━━━━━ Records provided ━━━━━

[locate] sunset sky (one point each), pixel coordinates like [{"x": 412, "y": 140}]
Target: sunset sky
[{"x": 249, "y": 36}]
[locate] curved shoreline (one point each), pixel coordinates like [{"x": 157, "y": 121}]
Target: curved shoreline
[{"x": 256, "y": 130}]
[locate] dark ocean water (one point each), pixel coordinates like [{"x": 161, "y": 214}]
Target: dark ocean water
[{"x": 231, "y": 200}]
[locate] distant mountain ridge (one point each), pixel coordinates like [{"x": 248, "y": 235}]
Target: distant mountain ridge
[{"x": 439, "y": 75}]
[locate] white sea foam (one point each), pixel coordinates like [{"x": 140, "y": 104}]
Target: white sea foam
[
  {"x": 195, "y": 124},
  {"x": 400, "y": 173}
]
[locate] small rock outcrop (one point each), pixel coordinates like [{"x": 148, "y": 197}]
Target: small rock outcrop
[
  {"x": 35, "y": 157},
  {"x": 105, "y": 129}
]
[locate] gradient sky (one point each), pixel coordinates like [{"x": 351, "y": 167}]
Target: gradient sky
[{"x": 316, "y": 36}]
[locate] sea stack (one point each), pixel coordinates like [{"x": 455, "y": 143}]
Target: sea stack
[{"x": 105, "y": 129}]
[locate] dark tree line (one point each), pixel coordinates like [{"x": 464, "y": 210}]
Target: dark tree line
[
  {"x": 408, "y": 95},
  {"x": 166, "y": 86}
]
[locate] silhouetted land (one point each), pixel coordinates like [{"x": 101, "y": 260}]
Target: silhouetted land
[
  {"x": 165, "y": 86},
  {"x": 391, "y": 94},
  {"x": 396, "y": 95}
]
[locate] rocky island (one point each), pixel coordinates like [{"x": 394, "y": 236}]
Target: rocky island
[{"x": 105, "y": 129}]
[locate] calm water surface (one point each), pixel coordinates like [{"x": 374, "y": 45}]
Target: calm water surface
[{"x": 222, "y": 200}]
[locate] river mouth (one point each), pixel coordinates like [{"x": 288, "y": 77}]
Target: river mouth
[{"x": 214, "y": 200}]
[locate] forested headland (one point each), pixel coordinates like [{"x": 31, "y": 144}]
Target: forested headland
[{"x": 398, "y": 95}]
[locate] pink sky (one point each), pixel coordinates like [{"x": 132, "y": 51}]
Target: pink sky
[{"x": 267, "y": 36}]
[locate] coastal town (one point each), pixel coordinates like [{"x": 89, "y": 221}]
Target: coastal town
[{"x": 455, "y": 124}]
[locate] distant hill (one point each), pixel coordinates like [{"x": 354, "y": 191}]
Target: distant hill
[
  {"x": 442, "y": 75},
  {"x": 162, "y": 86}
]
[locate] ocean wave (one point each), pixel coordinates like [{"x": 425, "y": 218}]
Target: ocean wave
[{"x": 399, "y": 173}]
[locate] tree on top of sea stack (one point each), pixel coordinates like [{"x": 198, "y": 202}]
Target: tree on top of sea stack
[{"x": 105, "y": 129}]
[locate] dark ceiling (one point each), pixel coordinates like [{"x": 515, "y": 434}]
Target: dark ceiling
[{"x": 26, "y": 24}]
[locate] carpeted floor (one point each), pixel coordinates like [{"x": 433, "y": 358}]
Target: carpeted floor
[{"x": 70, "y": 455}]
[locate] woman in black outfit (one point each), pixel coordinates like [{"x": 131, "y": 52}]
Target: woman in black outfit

━━━━━

## [Requirement]
Going back over the entries above, copy word for word every line from the one that has "[locate] dark ocean" on through the one that has "[locate] calm water".

## [Written answer]
[locate] dark ocean water (one point each), pixel coordinates like [{"x": 161, "y": 214}]
Target: dark ocean water
[{"x": 231, "y": 200}]
[locate] distant mountain ridge (one point each), pixel coordinates like [{"x": 248, "y": 235}]
Target: distant mountain ridge
[{"x": 439, "y": 75}]
[locate] white sea foam (one point each), pixel coordinates like [{"x": 140, "y": 104}]
Target: white sea foam
[
  {"x": 195, "y": 124},
  {"x": 400, "y": 173}
]
[locate] small rock outcrop (one point each), pixel coordinates like [{"x": 148, "y": 197}]
Target: small rock outcrop
[
  {"x": 35, "y": 157},
  {"x": 105, "y": 129}
]
[locate] gradient sky (one point each), pixel coordinates like [{"x": 351, "y": 167}]
Target: gradient sky
[{"x": 316, "y": 36}]
[locate] sea stack (one point each), pixel coordinates like [{"x": 455, "y": 143}]
Target: sea stack
[{"x": 105, "y": 129}]
[locate] dark tree line (one point each), pixel coordinates like [{"x": 464, "y": 210}]
Target: dark tree line
[
  {"x": 408, "y": 95},
  {"x": 166, "y": 86}
]
[locate] silhouetted land (one point each), pixel coordinates like [{"x": 101, "y": 260}]
Target: silhouetted land
[
  {"x": 165, "y": 86},
  {"x": 391, "y": 94},
  {"x": 396, "y": 95}
]
[locate] rocky island (one point each), pixel coordinates like [{"x": 394, "y": 236}]
Target: rocky island
[{"x": 105, "y": 129}]
[locate] calm water surface (one point each), pixel coordinates like [{"x": 374, "y": 45}]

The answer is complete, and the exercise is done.